Gib aus dem Forumsbeitrag über Connectionpools den Abschnitt zwischen „fällt mir auch“ und „(29. Mai 2009)“ wortgetreu wieder, beide Stellen eingeschlossen.

SEITENAUSZUG:
○ ○ ○ ○

Ich kenne eure Vorgaben nicht. Im "Real Life" löst das bei mir immer der Connectionpool. Die meisten Connectionpools lassen die PreparedStatements per Default offen. D.h. ich hole meine Connections vom Pool und das Close legt sie wieder zurück. Für das Programm ist es jedesmal ein neues preparedStatement, aber der Connectionpool verwendet das "alte" wieder.

Also, außer 

1. Connectionpool
2. selber verwalten (in allen Abstufungen bis zum eigenen Pool oder Programmstart öffnen, ende schließen)
3. Serverseitig aktivieren (siehe maki's post)  [!]

fällt mir auch nichts ein. 

/Robert

Nachtrag:
[!] Ich sehe gerade, dass die im Link gepostete Optionen das Cachen verhindert und nicht fördert....


----------



## LivingHell (29. Mai 2009)

○ ○ ○ ○

VORLIEGENDES MATERIAL:
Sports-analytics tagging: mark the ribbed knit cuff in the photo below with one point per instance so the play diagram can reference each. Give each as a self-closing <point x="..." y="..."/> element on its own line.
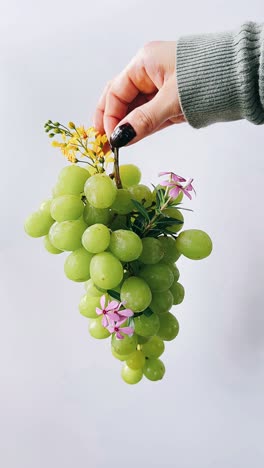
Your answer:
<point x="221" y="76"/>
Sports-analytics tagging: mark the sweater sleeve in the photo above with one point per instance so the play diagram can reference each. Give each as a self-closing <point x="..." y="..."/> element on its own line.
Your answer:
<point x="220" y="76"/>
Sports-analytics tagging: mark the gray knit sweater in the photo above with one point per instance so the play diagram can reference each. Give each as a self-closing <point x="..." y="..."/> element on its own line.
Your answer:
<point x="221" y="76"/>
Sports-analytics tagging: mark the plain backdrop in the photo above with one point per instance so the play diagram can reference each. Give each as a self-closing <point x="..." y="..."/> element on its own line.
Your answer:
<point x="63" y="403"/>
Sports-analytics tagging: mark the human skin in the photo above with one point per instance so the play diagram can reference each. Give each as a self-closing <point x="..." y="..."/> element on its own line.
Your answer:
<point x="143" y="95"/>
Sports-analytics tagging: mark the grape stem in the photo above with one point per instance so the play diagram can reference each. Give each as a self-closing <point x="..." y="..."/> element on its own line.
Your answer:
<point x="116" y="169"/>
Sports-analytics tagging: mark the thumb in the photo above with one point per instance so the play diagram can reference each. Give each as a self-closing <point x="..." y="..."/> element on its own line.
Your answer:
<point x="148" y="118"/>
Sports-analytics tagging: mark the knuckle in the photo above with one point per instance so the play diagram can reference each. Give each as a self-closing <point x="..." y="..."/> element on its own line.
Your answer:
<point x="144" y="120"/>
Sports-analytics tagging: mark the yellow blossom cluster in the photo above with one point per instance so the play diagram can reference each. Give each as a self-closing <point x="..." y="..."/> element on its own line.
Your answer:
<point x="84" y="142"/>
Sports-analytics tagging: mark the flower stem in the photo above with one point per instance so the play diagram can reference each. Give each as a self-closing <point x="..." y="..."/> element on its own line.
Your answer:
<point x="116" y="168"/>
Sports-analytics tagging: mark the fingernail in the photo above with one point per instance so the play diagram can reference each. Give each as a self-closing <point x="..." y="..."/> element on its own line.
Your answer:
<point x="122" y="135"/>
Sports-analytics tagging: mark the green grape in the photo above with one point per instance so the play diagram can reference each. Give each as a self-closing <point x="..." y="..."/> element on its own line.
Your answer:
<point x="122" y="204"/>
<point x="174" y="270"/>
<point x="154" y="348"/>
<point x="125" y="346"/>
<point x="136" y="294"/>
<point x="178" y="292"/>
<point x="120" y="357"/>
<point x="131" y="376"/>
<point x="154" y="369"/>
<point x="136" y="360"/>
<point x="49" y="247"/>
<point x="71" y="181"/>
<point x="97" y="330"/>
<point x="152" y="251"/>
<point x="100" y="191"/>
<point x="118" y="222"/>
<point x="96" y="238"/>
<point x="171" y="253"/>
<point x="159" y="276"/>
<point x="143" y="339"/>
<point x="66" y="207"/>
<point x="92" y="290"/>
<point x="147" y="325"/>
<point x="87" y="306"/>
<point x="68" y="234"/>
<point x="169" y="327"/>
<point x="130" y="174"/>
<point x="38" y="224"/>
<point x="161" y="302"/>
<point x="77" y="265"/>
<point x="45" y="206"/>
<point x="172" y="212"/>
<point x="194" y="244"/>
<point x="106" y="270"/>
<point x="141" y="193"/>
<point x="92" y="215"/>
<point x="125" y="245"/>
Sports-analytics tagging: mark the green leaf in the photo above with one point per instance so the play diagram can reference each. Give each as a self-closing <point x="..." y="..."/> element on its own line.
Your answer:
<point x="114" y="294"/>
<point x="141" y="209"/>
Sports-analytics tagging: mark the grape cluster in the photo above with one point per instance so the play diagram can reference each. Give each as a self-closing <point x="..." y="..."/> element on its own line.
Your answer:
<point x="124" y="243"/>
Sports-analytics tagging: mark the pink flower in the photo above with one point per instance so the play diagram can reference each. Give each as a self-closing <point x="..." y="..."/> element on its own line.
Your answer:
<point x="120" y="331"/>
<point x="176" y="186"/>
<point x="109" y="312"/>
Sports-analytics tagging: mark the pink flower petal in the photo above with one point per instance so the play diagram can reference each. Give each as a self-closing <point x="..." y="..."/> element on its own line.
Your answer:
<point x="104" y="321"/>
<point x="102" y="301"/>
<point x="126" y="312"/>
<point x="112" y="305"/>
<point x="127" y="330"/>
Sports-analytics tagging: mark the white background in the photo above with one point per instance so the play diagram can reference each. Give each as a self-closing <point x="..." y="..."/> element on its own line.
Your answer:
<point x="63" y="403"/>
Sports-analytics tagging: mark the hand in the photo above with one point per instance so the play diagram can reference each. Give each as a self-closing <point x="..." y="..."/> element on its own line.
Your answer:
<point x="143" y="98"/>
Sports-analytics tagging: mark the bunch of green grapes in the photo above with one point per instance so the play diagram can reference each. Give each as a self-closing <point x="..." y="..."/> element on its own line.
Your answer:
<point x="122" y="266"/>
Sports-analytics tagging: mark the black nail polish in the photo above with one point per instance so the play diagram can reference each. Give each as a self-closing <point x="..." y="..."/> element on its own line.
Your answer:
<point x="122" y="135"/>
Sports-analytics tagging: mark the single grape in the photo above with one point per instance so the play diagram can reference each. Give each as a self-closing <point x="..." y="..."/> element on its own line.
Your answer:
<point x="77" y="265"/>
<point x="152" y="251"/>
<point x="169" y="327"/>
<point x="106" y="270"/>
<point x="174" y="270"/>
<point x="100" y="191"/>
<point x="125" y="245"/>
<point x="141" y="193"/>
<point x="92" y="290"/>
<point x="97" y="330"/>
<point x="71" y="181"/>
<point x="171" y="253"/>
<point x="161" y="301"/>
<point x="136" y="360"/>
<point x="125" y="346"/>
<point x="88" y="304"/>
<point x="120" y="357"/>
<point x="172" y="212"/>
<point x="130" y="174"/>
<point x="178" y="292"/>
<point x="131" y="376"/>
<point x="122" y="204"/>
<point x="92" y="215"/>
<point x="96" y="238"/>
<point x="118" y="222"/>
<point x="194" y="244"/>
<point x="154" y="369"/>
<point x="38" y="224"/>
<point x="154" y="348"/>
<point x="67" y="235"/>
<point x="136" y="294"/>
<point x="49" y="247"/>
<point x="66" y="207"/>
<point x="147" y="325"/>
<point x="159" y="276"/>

○ ○ ○ ○

ANTWORT ZUR AUFGABE:
fällt mir auch nichts ein. 

/Robert

Nachtrag:
[!] Ich sehe gerade, dass die im Link gepostete Optionen das Cachen verhindert und nicht fördert....


----------



## LivingHell (29. Mai 2009)